*** Extracted entries
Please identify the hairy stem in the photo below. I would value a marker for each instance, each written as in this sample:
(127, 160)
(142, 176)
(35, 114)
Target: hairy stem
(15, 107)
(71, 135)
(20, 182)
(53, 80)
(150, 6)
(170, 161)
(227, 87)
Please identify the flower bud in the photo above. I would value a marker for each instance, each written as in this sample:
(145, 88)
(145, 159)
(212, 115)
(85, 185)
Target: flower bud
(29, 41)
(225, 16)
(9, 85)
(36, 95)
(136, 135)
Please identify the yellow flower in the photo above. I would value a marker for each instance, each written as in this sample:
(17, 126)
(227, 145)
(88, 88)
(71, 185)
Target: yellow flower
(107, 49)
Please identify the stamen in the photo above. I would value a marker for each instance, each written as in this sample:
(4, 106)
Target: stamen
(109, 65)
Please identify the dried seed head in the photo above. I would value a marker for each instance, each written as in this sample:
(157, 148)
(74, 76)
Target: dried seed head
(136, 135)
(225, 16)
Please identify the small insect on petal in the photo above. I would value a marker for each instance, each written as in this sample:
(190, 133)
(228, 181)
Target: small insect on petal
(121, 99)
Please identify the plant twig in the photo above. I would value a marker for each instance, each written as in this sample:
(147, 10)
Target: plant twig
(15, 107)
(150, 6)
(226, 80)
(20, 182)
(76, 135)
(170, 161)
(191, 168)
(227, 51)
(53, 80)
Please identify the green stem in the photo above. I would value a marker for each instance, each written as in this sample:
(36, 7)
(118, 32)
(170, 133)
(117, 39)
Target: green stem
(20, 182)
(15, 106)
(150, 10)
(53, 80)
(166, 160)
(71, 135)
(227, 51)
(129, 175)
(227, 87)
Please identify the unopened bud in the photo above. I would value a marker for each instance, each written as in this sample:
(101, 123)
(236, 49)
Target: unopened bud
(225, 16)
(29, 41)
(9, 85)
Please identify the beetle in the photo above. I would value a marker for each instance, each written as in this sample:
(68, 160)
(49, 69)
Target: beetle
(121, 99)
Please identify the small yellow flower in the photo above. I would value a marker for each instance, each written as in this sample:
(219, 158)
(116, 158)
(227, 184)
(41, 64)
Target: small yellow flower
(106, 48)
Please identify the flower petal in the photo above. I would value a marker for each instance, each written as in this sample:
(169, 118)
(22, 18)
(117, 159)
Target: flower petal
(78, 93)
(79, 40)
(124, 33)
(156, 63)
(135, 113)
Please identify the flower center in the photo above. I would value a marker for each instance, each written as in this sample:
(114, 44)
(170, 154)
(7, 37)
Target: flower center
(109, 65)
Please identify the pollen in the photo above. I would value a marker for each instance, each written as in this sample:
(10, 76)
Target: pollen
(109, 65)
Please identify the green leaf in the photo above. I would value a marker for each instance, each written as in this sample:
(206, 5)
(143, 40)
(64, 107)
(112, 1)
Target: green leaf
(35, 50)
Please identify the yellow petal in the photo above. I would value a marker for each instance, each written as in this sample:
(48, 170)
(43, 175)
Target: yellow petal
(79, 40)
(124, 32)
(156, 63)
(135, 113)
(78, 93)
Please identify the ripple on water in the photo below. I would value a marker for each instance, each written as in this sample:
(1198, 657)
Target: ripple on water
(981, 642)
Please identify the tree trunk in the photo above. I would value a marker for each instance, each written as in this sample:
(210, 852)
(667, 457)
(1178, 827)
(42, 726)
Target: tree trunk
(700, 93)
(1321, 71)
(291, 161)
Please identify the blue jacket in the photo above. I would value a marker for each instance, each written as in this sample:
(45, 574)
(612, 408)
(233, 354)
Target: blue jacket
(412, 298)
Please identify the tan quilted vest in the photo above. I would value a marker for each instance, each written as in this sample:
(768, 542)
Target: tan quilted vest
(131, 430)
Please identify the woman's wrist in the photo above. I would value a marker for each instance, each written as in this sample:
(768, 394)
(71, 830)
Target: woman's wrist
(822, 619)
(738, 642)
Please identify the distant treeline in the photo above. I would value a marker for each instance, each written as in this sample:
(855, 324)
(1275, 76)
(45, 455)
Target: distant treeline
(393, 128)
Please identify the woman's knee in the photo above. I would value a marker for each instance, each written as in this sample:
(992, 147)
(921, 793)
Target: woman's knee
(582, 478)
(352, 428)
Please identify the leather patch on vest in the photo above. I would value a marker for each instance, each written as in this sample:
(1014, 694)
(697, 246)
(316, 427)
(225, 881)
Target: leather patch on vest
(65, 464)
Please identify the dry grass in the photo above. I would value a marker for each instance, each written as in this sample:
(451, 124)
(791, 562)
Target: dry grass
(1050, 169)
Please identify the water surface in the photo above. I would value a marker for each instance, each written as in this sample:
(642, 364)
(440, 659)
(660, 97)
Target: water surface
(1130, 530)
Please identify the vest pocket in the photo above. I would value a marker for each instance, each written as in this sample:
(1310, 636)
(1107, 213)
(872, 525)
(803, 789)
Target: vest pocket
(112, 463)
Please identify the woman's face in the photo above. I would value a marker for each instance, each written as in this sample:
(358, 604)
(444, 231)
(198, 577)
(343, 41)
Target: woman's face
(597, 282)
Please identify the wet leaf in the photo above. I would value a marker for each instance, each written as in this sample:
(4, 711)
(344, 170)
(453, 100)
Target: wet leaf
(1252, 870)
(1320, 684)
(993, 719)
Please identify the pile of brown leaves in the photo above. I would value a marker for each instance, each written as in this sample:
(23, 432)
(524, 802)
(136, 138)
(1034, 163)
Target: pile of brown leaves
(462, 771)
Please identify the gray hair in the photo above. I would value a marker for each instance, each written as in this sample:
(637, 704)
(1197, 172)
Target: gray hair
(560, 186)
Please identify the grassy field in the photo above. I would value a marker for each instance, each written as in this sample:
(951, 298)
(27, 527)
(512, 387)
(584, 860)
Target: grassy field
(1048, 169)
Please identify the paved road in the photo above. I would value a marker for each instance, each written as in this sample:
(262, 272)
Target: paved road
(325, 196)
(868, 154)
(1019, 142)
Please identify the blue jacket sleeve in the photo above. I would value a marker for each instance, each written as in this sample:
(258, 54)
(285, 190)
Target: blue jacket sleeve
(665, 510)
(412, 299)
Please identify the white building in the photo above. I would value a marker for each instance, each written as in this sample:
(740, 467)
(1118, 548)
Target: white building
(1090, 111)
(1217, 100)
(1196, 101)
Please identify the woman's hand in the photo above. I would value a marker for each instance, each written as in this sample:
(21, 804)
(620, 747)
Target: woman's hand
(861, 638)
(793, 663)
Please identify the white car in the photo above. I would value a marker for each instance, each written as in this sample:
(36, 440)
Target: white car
******
Instruction: Each record must be repeated exactly as it is.

Solution:
Please identify the hairy stem in the photo below. I would value a marker for each instance, each written as in this sample:
(127, 160)
(142, 176)
(35, 114)
Target: hairy stem
(15, 107)
(71, 135)
(20, 182)
(53, 80)
(150, 6)
(170, 161)
(227, 87)
Please identify the flower bud in the photo above. I would value a marker for each instance, each written as in this sample:
(145, 88)
(145, 159)
(212, 115)
(85, 185)
Target: flower bud
(29, 41)
(225, 16)
(9, 85)
(36, 95)
(136, 135)
Please identify the yellow flower in the photo above. I would value a marker for each instance, each written as in this sample:
(17, 126)
(227, 145)
(88, 88)
(71, 185)
Target: yellow flower
(107, 49)
Please identify the stamen in the photo above. I would value a marker for each instance, each written as in this sample:
(4, 106)
Target: stamen
(109, 65)
Please identify the dried seed head in the photo above. I would value a marker for each instance, each written as in this sample:
(157, 148)
(74, 76)
Target: dried seed head
(136, 135)
(225, 16)
Please identify the small insect on petal in the photo above. I would value a marker for each instance, each written as in this sample:
(190, 133)
(228, 181)
Target: small insect on petal
(121, 99)
Please identify the plant twig in the photo above. I would value a marker for each instance, each written as in this sample:
(147, 10)
Target: plant twig
(15, 107)
(150, 6)
(226, 80)
(20, 182)
(76, 135)
(170, 161)
(191, 168)
(227, 51)
(53, 80)
Please identify the green stem in the photo above. I would value a marker for each instance, each written as in this sample:
(36, 7)
(118, 32)
(170, 133)
(117, 39)
Target: green stem
(20, 182)
(15, 106)
(150, 10)
(53, 80)
(166, 160)
(71, 135)
(227, 51)
(129, 175)
(227, 87)
Please identify the unopened bud in the photo above. I would value a marker for each instance, each written as in this sample:
(101, 123)
(236, 49)
Target: unopened bud
(225, 16)
(29, 41)
(9, 85)
Please identify the beetle in the photo above. I would value a marker for each instance, each written as in this sample:
(68, 160)
(49, 69)
Target: beetle
(121, 99)
Please identify the small yellow flower in the photo above. I would value a marker for each instance, each written as in this sample:
(219, 158)
(116, 158)
(227, 184)
(41, 64)
Target: small yellow flower
(106, 48)
Please identify the flower petal in the photo above. I would value a marker for each instance, each written as in this sample:
(169, 118)
(22, 18)
(117, 159)
Target: flower petal
(78, 93)
(79, 40)
(124, 33)
(156, 63)
(135, 113)
Please identify the flower center in the photo above. I would value a marker for each instance, each written as in this sample:
(114, 44)
(170, 154)
(7, 37)
Target: flower center
(109, 65)
Please identify the pollen in the photo above. I would value a marker for each instance, each written as in this sample:
(10, 76)
Target: pollen
(109, 65)
Please identify the green leaf in the photo above. I would value a marker for each instance, each written as in this sample:
(206, 5)
(143, 40)
(64, 107)
(112, 1)
Target: green leaf
(35, 50)
Please identify the yellow petal in the photo above. I would value a marker for each instance, each written as in this sample:
(48, 170)
(43, 175)
Target: yellow petal
(79, 40)
(124, 32)
(156, 63)
(135, 113)
(78, 93)
Please identify the ripple on water in the photo below. I would value a marker for each instance, each written as in this sample:
(1198, 657)
Target: ripple on water
(981, 642)
Please identify the tree trunk in the photo above. I would value a marker for each instance, each written as in this sample:
(210, 852)
(667, 457)
(1178, 827)
(42, 726)
Target: tree trunk
(700, 93)
(1321, 71)
(291, 161)
Please identify the blue jacket in the photo above. I would value a marker for each instance, each written as in this sample:
(45, 574)
(612, 408)
(233, 354)
Target: blue jacket
(412, 298)
Please identify the tan quilted vest in the photo above. I would value a marker for each instance, each written as in this sample:
(768, 542)
Target: tan quilted vest
(131, 430)
Please identify the woman's wrist in the photo above. I would value a marker for each instance, each written as in this sample:
(768, 394)
(71, 830)
Target: woman's wrist
(822, 619)
(738, 642)
Please identify the distant treeline in the photo above. I would value a marker for each instance, each written as in this sample:
(855, 324)
(1275, 76)
(45, 455)
Target: distant treeline
(393, 128)
Please identify the woman's knee in the photo above. I would value a marker for each instance, each written as in this sample:
(992, 147)
(921, 793)
Target: woman's knee
(582, 478)
(352, 428)
Please identify the leather patch on vest in the photo above. I would value a marker for each instance, each written as in this sample:
(1014, 694)
(697, 246)
(316, 427)
(225, 881)
Target: leather patch on vest
(65, 464)
Please identify the dry grass in the photo above. I would value a marker for each instance, each written as in this sample:
(451, 124)
(791, 562)
Target: dry grass
(1050, 169)
Please identify the water surface in the photo above. I would value a marker for each instance, each written as in this sample:
(642, 364)
(440, 659)
(660, 97)
Target: water surface
(1130, 530)
Please identify the vest pocket in the photo above. I would value a marker for each instance, each written as in this sample:
(1310, 636)
(1107, 213)
(872, 525)
(803, 789)
Target: vest pocket
(112, 463)
Please identify the woman's face in the photo above. I would value a marker for each instance, each written as in this sample:
(358, 604)
(444, 231)
(198, 577)
(343, 41)
Target: woman's face
(597, 282)
Please identify the wet leaf in the photo above. I would value a marker for each instance, each written as in this sample:
(4, 711)
(344, 170)
(453, 100)
Target: wet leaf
(1252, 870)
(1320, 684)
(993, 719)
Please identify the pile of brown leaves in the photo above. I would value a marker for each instance, each written as in this sample:
(23, 432)
(524, 802)
(136, 138)
(1034, 163)
Target: pile of brown leaves
(462, 771)
Please identify the gray hair in the photo above. I would value a marker for each instance, each written as in this sample:
(637, 704)
(1197, 172)
Target: gray hair
(560, 186)
Please identify the grassy field in the photo above. I would value a marker for each instance, each written as in this sample:
(951, 298)
(27, 527)
(512, 387)
(584, 860)
Target: grassy field
(1048, 169)
Please identify the paved road in the photo above. I would value a marker for each instance, each written as in this sample:
(262, 272)
Target: paved road
(325, 196)
(868, 154)
(1019, 142)
Please identify the blue jacket sleeve in the photo above. I would value a marker for each instance, each written as in this sample:
(258, 54)
(285, 190)
Target: blue jacket sleeve
(665, 510)
(412, 299)
Please identify the white building in the photo above. I would value a marker for each instance, each written as in this sample:
(740, 467)
(1118, 548)
Target: white building
(1090, 111)
(1217, 100)
(1196, 101)
Please identify the woman's hand in the photo above. I would value a marker for each instance, each written as in this sample:
(21, 804)
(620, 747)
Target: woman's hand
(861, 638)
(793, 663)
Please identify the white car in the photo above. I would value a marker for each instance, each written as in this sample:
(36, 440)
Target: white car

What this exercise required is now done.